Goal of the exercise — Find every line below that contains the word "wall" and copy each one in full. Case counts.

(Lines for bounding box labeling)
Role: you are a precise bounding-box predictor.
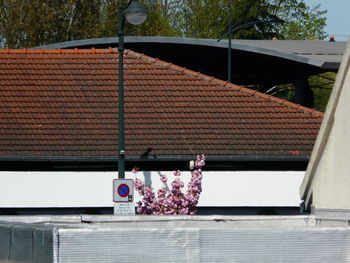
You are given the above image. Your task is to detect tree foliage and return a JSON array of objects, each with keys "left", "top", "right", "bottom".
[{"left": 0, "top": 0, "right": 326, "bottom": 48}]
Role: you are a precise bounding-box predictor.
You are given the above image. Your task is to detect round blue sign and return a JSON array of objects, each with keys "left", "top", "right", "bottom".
[{"left": 118, "top": 184, "right": 130, "bottom": 197}]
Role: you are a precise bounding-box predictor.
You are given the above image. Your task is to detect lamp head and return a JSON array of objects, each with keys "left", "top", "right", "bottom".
[{"left": 123, "top": 1, "right": 148, "bottom": 25}]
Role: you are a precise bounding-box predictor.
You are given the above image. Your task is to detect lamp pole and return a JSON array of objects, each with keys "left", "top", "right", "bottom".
[
  {"left": 217, "top": 17, "right": 283, "bottom": 82},
  {"left": 118, "top": 1, "right": 148, "bottom": 179}
]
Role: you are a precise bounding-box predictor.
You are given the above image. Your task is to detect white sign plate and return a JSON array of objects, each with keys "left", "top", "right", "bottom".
[
  {"left": 114, "top": 203, "right": 135, "bottom": 216},
  {"left": 113, "top": 179, "right": 134, "bottom": 203}
]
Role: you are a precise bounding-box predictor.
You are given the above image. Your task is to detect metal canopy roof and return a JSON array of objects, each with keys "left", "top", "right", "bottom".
[{"left": 35, "top": 37, "right": 346, "bottom": 86}]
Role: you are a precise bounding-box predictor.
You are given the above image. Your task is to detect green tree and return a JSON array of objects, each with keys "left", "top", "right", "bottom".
[
  {"left": 179, "top": 0, "right": 326, "bottom": 39},
  {"left": 278, "top": 1, "right": 327, "bottom": 40}
]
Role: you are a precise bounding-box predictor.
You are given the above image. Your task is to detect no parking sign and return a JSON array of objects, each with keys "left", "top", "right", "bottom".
[{"left": 113, "top": 179, "right": 134, "bottom": 203}]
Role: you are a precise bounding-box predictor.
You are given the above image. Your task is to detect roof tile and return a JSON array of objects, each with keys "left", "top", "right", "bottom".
[{"left": 0, "top": 48, "right": 323, "bottom": 156}]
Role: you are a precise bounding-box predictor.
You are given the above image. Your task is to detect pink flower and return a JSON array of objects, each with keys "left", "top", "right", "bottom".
[
  {"left": 160, "top": 175, "right": 168, "bottom": 183},
  {"left": 135, "top": 155, "right": 205, "bottom": 215}
]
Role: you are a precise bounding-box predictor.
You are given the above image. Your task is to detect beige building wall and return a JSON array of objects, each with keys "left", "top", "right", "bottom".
[
  {"left": 312, "top": 68, "right": 350, "bottom": 209},
  {"left": 300, "top": 39, "right": 350, "bottom": 210}
]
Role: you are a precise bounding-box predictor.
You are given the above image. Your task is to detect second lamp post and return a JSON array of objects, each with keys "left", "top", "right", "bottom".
[{"left": 118, "top": 1, "right": 148, "bottom": 178}]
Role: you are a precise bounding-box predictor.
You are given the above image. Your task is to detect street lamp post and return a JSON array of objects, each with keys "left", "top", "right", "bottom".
[
  {"left": 118, "top": 1, "right": 148, "bottom": 179},
  {"left": 217, "top": 16, "right": 283, "bottom": 82}
]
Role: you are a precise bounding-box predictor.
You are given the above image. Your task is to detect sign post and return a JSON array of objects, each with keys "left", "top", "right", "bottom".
[{"left": 113, "top": 179, "right": 135, "bottom": 216}]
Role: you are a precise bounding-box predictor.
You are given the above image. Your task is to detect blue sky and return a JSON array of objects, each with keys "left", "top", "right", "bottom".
[{"left": 305, "top": 0, "right": 350, "bottom": 41}]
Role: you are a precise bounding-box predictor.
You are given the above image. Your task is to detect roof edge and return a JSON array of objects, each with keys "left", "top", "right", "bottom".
[{"left": 126, "top": 50, "right": 324, "bottom": 117}]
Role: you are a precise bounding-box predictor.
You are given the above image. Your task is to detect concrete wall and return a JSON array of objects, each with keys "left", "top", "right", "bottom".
[{"left": 313, "top": 67, "right": 350, "bottom": 209}]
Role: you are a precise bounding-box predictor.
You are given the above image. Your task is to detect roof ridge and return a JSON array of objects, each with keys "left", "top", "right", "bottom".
[
  {"left": 0, "top": 47, "right": 115, "bottom": 54},
  {"left": 128, "top": 50, "right": 324, "bottom": 117}
]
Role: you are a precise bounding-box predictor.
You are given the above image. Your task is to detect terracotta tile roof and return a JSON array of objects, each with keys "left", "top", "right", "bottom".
[{"left": 0, "top": 49, "right": 323, "bottom": 159}]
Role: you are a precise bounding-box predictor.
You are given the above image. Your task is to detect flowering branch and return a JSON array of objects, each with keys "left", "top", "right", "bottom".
[{"left": 135, "top": 154, "right": 205, "bottom": 215}]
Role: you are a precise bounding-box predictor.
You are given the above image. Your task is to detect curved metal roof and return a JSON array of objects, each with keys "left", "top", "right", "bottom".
[
  {"left": 36, "top": 36, "right": 346, "bottom": 70},
  {"left": 35, "top": 37, "right": 346, "bottom": 87}
]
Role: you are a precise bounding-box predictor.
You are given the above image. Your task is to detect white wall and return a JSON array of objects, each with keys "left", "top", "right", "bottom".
[{"left": 0, "top": 171, "right": 305, "bottom": 208}]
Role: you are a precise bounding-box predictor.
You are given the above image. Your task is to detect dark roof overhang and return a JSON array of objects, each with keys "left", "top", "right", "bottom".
[{"left": 35, "top": 37, "right": 346, "bottom": 85}]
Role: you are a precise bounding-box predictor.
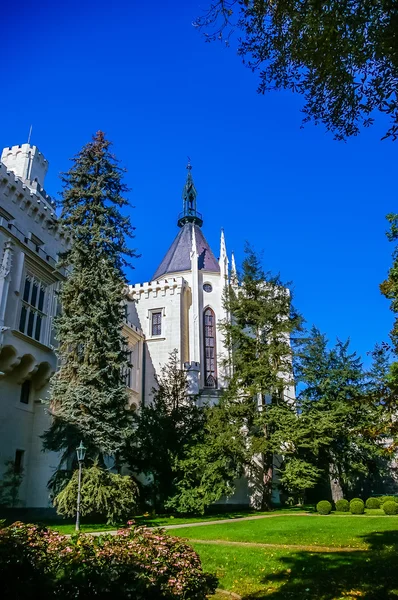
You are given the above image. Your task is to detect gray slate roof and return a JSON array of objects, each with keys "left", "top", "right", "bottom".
[{"left": 152, "top": 223, "right": 220, "bottom": 281}]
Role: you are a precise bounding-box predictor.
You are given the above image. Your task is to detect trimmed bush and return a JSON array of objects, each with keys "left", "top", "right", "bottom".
[
  {"left": 350, "top": 498, "right": 365, "bottom": 506},
  {"left": 366, "top": 498, "right": 380, "bottom": 508},
  {"left": 316, "top": 500, "right": 332, "bottom": 515},
  {"left": 380, "top": 496, "right": 398, "bottom": 508},
  {"left": 0, "top": 523, "right": 217, "bottom": 600},
  {"left": 383, "top": 501, "right": 398, "bottom": 515},
  {"left": 350, "top": 500, "right": 365, "bottom": 515},
  {"left": 335, "top": 499, "right": 350, "bottom": 512}
]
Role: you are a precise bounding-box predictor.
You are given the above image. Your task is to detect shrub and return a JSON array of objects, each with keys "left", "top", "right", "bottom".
[
  {"left": 316, "top": 500, "right": 332, "bottom": 515},
  {"left": 0, "top": 523, "right": 217, "bottom": 600},
  {"left": 350, "top": 498, "right": 365, "bottom": 506},
  {"left": 380, "top": 496, "right": 398, "bottom": 508},
  {"left": 54, "top": 465, "right": 138, "bottom": 523},
  {"left": 366, "top": 498, "right": 380, "bottom": 508},
  {"left": 335, "top": 499, "right": 350, "bottom": 512},
  {"left": 383, "top": 501, "right": 398, "bottom": 515},
  {"left": 350, "top": 500, "right": 365, "bottom": 515}
]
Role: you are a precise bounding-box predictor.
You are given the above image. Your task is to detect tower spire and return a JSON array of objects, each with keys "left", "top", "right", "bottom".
[{"left": 177, "top": 157, "right": 203, "bottom": 227}]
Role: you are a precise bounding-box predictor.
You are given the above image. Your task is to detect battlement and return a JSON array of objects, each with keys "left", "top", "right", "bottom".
[
  {"left": 0, "top": 162, "right": 70, "bottom": 245},
  {"left": 1, "top": 144, "right": 48, "bottom": 186},
  {"left": 128, "top": 277, "right": 187, "bottom": 300}
]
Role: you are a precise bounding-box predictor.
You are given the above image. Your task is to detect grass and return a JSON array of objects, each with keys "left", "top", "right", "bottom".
[
  {"left": 168, "top": 515, "right": 398, "bottom": 548},
  {"left": 7, "top": 507, "right": 303, "bottom": 534},
  {"left": 176, "top": 515, "right": 398, "bottom": 600},
  {"left": 201, "top": 539, "right": 398, "bottom": 600}
]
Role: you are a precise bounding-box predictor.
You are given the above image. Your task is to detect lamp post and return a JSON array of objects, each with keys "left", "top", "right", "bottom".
[{"left": 76, "top": 441, "right": 86, "bottom": 531}]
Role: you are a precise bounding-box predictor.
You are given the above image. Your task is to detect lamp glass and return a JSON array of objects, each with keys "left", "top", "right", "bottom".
[{"left": 76, "top": 442, "right": 86, "bottom": 462}]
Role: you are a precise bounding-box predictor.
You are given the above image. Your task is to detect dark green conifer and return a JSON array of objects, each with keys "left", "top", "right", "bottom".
[{"left": 44, "top": 131, "right": 135, "bottom": 466}]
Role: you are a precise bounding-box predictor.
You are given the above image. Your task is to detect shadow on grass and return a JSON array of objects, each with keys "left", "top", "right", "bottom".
[{"left": 243, "top": 531, "right": 398, "bottom": 600}]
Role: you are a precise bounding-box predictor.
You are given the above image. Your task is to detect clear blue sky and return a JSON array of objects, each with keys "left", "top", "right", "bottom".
[{"left": 0, "top": 0, "right": 398, "bottom": 355}]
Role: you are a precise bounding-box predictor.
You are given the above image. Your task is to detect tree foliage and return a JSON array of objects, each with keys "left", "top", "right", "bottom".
[
  {"left": 195, "top": 0, "right": 398, "bottom": 140},
  {"left": 380, "top": 213, "right": 398, "bottom": 355},
  {"left": 125, "top": 350, "right": 203, "bottom": 511},
  {"left": 54, "top": 465, "right": 139, "bottom": 523},
  {"left": 44, "top": 132, "right": 134, "bottom": 467},
  {"left": 295, "top": 327, "right": 391, "bottom": 500}
]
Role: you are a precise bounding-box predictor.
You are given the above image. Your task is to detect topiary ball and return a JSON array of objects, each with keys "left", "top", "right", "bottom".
[
  {"left": 350, "top": 498, "right": 365, "bottom": 506},
  {"left": 350, "top": 500, "right": 365, "bottom": 515},
  {"left": 335, "top": 499, "right": 350, "bottom": 512},
  {"left": 316, "top": 500, "right": 332, "bottom": 515},
  {"left": 366, "top": 498, "right": 380, "bottom": 508},
  {"left": 380, "top": 496, "right": 398, "bottom": 507},
  {"left": 383, "top": 501, "right": 398, "bottom": 515}
]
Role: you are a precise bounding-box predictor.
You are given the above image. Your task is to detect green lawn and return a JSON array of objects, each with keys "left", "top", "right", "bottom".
[
  {"left": 168, "top": 516, "right": 398, "bottom": 548},
  {"left": 43, "top": 508, "right": 303, "bottom": 533},
  {"left": 201, "top": 544, "right": 398, "bottom": 600},
  {"left": 168, "top": 515, "right": 398, "bottom": 600}
]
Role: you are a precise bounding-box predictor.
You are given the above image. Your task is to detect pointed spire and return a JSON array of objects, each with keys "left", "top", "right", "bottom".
[
  {"left": 231, "top": 252, "right": 238, "bottom": 285},
  {"left": 218, "top": 229, "right": 229, "bottom": 280},
  {"left": 177, "top": 157, "right": 203, "bottom": 227}
]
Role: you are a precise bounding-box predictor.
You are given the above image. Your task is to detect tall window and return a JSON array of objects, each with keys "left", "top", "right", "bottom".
[
  {"left": 19, "top": 379, "right": 30, "bottom": 404},
  {"left": 14, "top": 450, "right": 25, "bottom": 473},
  {"left": 151, "top": 311, "right": 162, "bottom": 335},
  {"left": 19, "top": 274, "right": 46, "bottom": 341},
  {"left": 204, "top": 308, "right": 217, "bottom": 388}
]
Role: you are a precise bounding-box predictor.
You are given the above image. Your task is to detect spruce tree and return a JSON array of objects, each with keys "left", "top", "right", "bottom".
[
  {"left": 125, "top": 350, "right": 204, "bottom": 512},
  {"left": 44, "top": 131, "right": 135, "bottom": 467},
  {"left": 295, "top": 327, "right": 387, "bottom": 501}
]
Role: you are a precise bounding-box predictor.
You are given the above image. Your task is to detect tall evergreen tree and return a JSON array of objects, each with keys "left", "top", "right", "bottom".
[
  {"left": 44, "top": 131, "right": 135, "bottom": 466},
  {"left": 295, "top": 328, "right": 385, "bottom": 500},
  {"left": 125, "top": 350, "right": 204, "bottom": 512},
  {"left": 380, "top": 213, "right": 398, "bottom": 355}
]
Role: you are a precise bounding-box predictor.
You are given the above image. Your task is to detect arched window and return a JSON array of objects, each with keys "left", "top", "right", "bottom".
[{"left": 204, "top": 308, "right": 217, "bottom": 388}]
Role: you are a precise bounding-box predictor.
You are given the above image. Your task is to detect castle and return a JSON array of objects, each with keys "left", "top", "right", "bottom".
[{"left": 0, "top": 144, "right": 236, "bottom": 508}]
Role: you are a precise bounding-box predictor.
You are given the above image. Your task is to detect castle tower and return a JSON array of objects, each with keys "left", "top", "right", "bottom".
[
  {"left": 1, "top": 144, "right": 48, "bottom": 188},
  {"left": 130, "top": 162, "right": 228, "bottom": 401}
]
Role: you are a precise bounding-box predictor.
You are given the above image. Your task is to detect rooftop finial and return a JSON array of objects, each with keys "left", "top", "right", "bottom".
[{"left": 177, "top": 161, "right": 203, "bottom": 227}]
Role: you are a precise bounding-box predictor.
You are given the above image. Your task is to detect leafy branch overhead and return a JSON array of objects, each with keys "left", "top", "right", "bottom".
[{"left": 194, "top": 0, "right": 398, "bottom": 140}]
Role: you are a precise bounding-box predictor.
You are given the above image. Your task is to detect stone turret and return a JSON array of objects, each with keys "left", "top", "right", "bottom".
[{"left": 1, "top": 144, "right": 48, "bottom": 188}]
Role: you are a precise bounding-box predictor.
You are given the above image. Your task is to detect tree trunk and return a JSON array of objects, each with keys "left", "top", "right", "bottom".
[
  {"left": 329, "top": 463, "right": 344, "bottom": 502},
  {"left": 261, "top": 454, "right": 274, "bottom": 510}
]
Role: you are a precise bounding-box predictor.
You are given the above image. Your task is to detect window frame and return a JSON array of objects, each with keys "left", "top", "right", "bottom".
[
  {"left": 203, "top": 306, "right": 218, "bottom": 389},
  {"left": 17, "top": 270, "right": 50, "bottom": 343}
]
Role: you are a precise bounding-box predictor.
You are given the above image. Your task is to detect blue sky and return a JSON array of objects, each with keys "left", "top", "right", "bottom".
[{"left": 0, "top": 0, "right": 398, "bottom": 356}]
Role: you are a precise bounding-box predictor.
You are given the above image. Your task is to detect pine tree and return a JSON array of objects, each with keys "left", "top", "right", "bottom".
[
  {"left": 125, "top": 350, "right": 203, "bottom": 512},
  {"left": 295, "top": 328, "right": 385, "bottom": 500},
  {"left": 44, "top": 131, "right": 135, "bottom": 467}
]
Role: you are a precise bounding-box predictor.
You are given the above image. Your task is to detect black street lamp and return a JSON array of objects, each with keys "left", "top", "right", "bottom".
[{"left": 76, "top": 442, "right": 86, "bottom": 531}]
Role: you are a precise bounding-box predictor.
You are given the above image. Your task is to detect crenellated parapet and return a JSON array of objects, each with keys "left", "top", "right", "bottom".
[
  {"left": 128, "top": 277, "right": 187, "bottom": 300},
  {"left": 0, "top": 162, "right": 70, "bottom": 246}
]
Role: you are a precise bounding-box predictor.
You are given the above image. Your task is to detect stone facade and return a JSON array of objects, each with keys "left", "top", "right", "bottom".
[{"left": 0, "top": 144, "right": 144, "bottom": 507}]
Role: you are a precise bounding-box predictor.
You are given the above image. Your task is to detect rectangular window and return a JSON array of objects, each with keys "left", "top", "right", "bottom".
[
  {"left": 18, "top": 273, "right": 46, "bottom": 342},
  {"left": 19, "top": 380, "right": 30, "bottom": 404},
  {"left": 14, "top": 450, "right": 25, "bottom": 473},
  {"left": 152, "top": 311, "right": 162, "bottom": 335}
]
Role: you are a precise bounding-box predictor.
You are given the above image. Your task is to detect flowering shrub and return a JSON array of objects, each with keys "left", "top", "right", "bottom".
[
  {"left": 350, "top": 500, "right": 365, "bottom": 515},
  {"left": 0, "top": 523, "right": 216, "bottom": 600},
  {"left": 335, "top": 498, "right": 350, "bottom": 512},
  {"left": 366, "top": 498, "right": 380, "bottom": 508},
  {"left": 383, "top": 500, "right": 398, "bottom": 515}
]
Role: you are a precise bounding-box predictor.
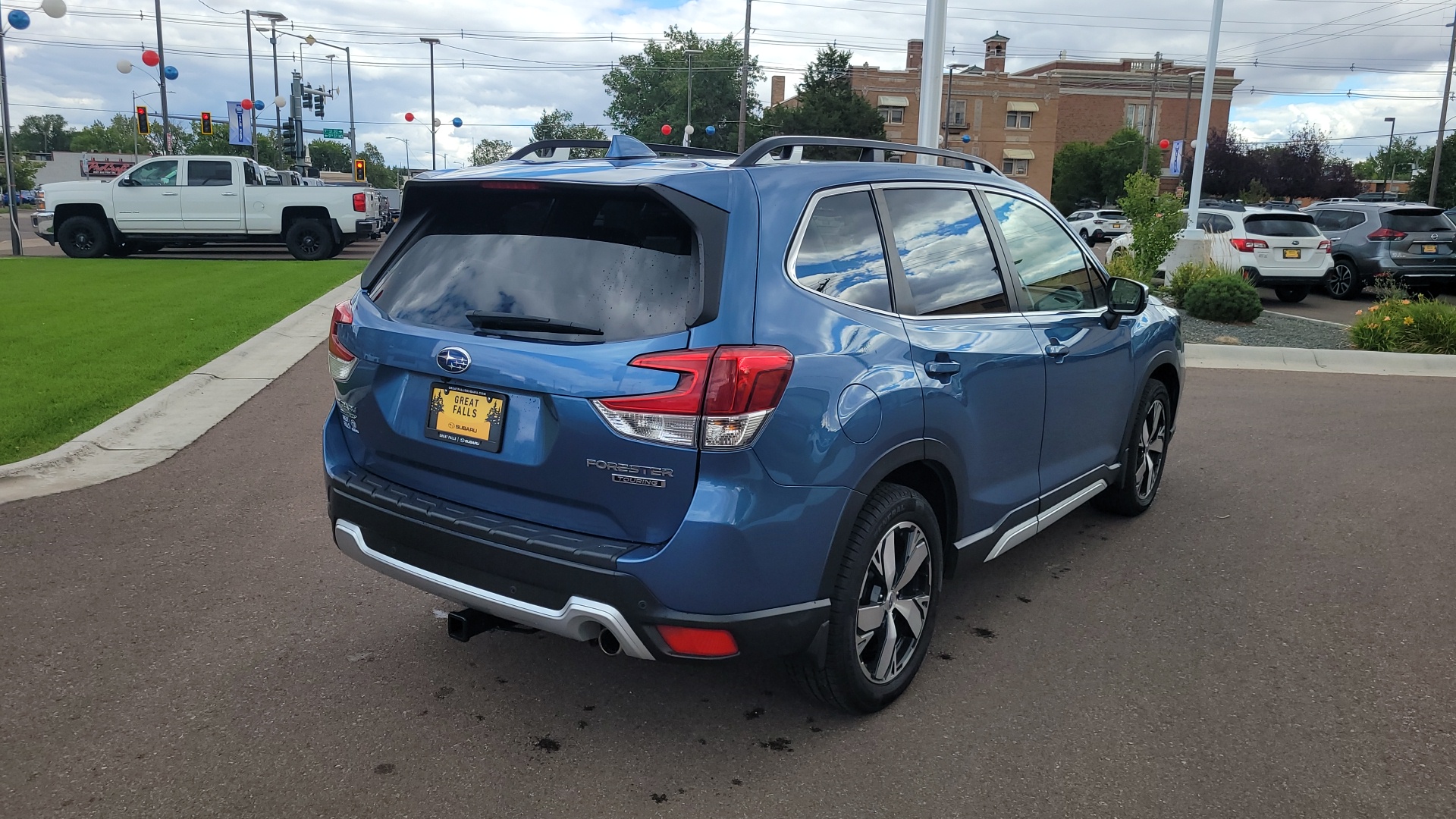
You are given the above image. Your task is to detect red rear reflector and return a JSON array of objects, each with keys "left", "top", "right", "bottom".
[{"left": 657, "top": 625, "right": 738, "bottom": 657}]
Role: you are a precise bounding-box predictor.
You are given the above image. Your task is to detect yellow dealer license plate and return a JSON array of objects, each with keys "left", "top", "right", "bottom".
[{"left": 425, "top": 383, "right": 505, "bottom": 452}]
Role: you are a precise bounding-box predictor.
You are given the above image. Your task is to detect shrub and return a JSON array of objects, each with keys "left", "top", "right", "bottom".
[
  {"left": 1350, "top": 297, "right": 1456, "bottom": 356},
  {"left": 1182, "top": 274, "right": 1264, "bottom": 322},
  {"left": 1168, "top": 262, "right": 1238, "bottom": 307}
]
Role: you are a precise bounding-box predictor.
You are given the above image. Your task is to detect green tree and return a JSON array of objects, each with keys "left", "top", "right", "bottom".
[
  {"left": 10, "top": 114, "right": 71, "bottom": 153},
  {"left": 763, "top": 46, "right": 885, "bottom": 140},
  {"left": 470, "top": 140, "right": 511, "bottom": 165},
  {"left": 601, "top": 27, "right": 763, "bottom": 150},
  {"left": 1117, "top": 171, "right": 1187, "bottom": 283}
]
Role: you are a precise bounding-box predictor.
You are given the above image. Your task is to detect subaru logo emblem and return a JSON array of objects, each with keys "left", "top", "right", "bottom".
[{"left": 435, "top": 347, "right": 470, "bottom": 373}]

Exercise response —
You are given the above image. Your task is to detect beige building wall and return a JSON array of objects, each with keys "left", "top", "right", "bottom".
You are given the above image. Your task is to detect concrete wall and return a JSON array of objects, each with keys "left", "top", "right", "bottom".
You are given the above image. Your task is to detect white wall and return a JSON array of objects, each with keys "left", "top", "right", "bottom".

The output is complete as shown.